Ces hésitations, ce manque d’initiative militaire furent aussi critiqués par des membres de la Commune. Ferré de la Commune du 18ème arrondissement appelait avec ses camarades, « à la riposte contre Versailles).

Durant la dernière semaine d’existence de la Commune, les communards se battirent avec un courage et un héroïsme rarement vus. La défense de la Révolution était une lutte de classe à mort entre les restaurateurs bourgeois avides de revanche et de retrouver leurs privilèges et le prolétariat qui selon la formule de Marx était « monté à l’assaut du ciel ».

Jenny, la fille de Marx, témoigne de ce courage : «  Jamais encore des hommes ne se sont battus au nom d’un principe avec plus de courage et d’intrépidité  » (La 1ère Internationale pendant la Commune. Page 183. Ed. Russe).

La revanche des nantis fut particulièrement atroce, sans doute proportionnelle à leur peur rétrospective, leçon terrible parfois payée du sang de ceux qui dans la Commune lançaient des appels au « patriotisme » ou à la « raison » à la bourgeoisie. On vit des bourgeoises crever les yeux des prisonniers avec la pointe de leur ombrelle, les troupes versaillaises achever les blessés, parfois des enfants, à coups de baïonnettes. 70 000 parisiens furent faits prisonniers, beaucoup déportés, 30 000 communards furent fusillés, notamment au mur des Fédérés.

La Commune de Paris annonce l’entrée du capitalisme dans son lent déclin, sa phase ascendante est achevée, son mérite historique fut d’avoir réalisé la première révolution prolétarienne au monde, victorieuse durant 70 jours, d’avoir établi la première dictature du prolétariat.

La conclusion de Marx à son ouvrage la guerre civile en France est l’hommage le plus vibrant que l’on puisse adresser à la Commune : «  Le Paris ouvrier, avec sa Commune sera célébré à jamais comme le glorieux fourrier d’une société nouvelle. Le souvenir des martyrs est conservé pieusement dans le grand cœur de la classe ouvrière. Ses exterminateurs, l’histoire les a déjà cloués à un pilori éternel et toutes les prières de leurs prêtres n’arriveront pas à les en libérer  ».

Consigne A:
D'après le texte sur la Commune de Paris, combien de communards furent fusillés ?
Les lignes de données n'ont aucun rapport avec le texte sur la Commune de Paris.

Extrait de données:

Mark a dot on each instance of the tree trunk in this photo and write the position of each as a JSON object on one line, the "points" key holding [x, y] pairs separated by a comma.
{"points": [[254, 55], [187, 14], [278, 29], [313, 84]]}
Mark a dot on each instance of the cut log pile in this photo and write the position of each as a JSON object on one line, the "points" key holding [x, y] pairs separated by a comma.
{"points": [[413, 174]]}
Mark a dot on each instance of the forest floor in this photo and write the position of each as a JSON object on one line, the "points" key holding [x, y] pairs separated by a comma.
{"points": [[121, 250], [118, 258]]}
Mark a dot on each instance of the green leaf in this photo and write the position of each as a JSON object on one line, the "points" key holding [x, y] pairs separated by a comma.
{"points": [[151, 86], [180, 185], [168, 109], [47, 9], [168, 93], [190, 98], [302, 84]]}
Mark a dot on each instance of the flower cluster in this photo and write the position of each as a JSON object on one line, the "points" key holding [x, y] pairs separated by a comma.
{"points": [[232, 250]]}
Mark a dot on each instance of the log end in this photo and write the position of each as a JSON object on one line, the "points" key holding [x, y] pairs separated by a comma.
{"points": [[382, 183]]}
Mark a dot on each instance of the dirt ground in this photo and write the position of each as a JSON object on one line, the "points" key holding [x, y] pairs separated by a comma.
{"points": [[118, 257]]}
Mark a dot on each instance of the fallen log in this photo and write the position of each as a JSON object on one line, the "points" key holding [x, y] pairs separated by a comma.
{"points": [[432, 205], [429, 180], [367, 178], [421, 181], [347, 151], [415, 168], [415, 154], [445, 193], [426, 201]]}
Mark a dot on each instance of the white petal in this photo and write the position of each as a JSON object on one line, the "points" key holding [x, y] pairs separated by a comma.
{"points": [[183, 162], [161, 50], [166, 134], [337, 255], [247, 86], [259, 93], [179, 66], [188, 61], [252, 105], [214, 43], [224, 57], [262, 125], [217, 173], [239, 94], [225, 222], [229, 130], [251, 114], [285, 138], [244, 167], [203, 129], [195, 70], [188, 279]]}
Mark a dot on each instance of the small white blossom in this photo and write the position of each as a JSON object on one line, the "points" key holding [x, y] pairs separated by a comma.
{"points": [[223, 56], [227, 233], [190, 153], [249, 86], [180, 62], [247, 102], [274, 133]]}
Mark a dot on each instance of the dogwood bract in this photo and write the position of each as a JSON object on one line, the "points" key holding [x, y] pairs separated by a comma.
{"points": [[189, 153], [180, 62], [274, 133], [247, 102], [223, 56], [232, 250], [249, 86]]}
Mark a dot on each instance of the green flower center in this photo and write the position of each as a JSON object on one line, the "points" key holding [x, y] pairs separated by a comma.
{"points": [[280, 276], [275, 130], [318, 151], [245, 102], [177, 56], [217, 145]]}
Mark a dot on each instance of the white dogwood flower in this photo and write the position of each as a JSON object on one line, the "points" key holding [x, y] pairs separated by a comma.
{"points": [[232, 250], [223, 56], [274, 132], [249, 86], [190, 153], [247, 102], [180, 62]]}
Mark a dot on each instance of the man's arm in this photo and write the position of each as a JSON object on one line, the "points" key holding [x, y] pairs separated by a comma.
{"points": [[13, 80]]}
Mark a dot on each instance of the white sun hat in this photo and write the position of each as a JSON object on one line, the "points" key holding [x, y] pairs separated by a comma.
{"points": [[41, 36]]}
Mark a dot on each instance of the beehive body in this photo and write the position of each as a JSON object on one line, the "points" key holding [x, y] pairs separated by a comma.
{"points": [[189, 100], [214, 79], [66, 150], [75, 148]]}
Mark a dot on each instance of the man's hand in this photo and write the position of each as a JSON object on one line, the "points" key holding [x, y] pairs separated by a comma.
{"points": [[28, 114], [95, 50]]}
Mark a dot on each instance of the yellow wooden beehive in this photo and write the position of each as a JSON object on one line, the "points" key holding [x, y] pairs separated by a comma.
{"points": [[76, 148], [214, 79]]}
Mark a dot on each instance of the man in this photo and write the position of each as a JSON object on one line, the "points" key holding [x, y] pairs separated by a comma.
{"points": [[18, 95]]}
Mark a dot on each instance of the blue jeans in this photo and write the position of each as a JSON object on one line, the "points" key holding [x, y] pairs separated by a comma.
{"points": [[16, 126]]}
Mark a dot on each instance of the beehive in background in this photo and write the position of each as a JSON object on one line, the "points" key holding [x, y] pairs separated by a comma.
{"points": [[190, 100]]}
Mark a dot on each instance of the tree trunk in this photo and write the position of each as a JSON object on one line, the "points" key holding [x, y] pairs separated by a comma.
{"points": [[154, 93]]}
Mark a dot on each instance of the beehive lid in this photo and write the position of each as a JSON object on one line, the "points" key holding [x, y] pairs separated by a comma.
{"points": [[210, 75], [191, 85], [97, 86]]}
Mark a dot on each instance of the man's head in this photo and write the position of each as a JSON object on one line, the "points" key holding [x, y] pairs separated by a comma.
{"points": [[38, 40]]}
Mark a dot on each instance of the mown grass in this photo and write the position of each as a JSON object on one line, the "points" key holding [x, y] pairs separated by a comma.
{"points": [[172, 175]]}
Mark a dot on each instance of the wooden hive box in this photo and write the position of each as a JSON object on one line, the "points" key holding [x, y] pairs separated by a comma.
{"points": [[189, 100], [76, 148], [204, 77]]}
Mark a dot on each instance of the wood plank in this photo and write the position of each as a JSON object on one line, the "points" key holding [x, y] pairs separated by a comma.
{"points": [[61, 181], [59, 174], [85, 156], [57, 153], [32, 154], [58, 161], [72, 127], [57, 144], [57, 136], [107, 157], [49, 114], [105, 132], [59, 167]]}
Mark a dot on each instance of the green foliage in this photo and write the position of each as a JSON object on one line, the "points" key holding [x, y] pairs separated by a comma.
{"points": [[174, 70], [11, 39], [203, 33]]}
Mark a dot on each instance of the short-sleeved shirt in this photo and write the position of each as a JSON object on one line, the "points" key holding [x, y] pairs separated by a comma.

Consigne B:
Recopiez à l'identique, s'il vous plaît, tout ce qui va de la ligne de données contenant « Mark a dot on each instance of the beehive in » jusqu'à la dernière ligne de données, ces deux lignes comprises.

Résultat A:
30 000 communards furent fusillés, notamment au mur des Fédérés.

Résultat B:
Mark a dot on each instance of the beehive in background in this photo and write the position of each as a JSON object on one line, the "points" key holding [x, y] pairs separated by a comma.
{"points": [[190, 100]]}
Mark a dot on each instance of the tree trunk in this photo and write the position of each as a JSON object on one line, the "points" key holding [x, y] pairs separated by a comma.
{"points": [[154, 93]]}
Mark a dot on each instance of the beehive lid in this photo and write the position of each as a JSON object on one line, the "points" key holding [x, y] pairs separated by a comma.
{"points": [[210, 75], [191, 85], [97, 86]]}
Mark a dot on each instance of the man's head in this photo and write the position of each as a JSON object on one line, the "points" key holding [x, y] pairs separated by a comma.
{"points": [[38, 40]]}
Mark a dot on each instance of the mown grass in this photo and write the position of each as a JSON object on one line, the "points" key holding [x, y] pairs separated by a comma.
{"points": [[172, 175]]}
Mark a dot on each instance of the wooden hive box in this photo and write the position of each as a JSON object on one line, the "points" key holding [x, y] pairs separated by a comma.
{"points": [[189, 100], [76, 148], [204, 77]]}
Mark a dot on each instance of the wood plank in this photo and write the position of each as a JSON object on one line, the "points" key holding [x, y] pairs separated by a comma.
{"points": [[61, 181], [59, 174], [85, 156], [57, 153], [32, 154], [58, 161], [72, 127], [57, 144], [57, 136], [107, 157], [49, 114], [105, 132], [59, 167]]}
Mark a dot on each instance of the green foliage in this photo and write the position of each as a JSON object on one line, the "points" key holding [x, y] pairs separated by a comma.
{"points": [[174, 70], [11, 39], [203, 33]]}
Mark a dot on each instance of the short-sleeved shirt in this photo and write the position of each as a JSON object on one line, the "points" key holding [x, y] pairs separated by a comma.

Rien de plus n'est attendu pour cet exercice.